#### WORK REQUIRED:
Transcribe each record below character for character.

#### DATASET RECORDS:

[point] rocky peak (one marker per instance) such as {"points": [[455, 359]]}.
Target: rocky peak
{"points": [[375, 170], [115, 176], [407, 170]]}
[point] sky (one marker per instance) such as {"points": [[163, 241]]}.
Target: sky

#### ANSWER:
[point] rocky peak (one marker per instance) such as {"points": [[455, 359]]}.
Target: rocky peak
{"points": [[375, 170], [115, 176], [407, 170]]}
[point] sky (one marker per instance) such as {"points": [[163, 241]]}.
Target: sky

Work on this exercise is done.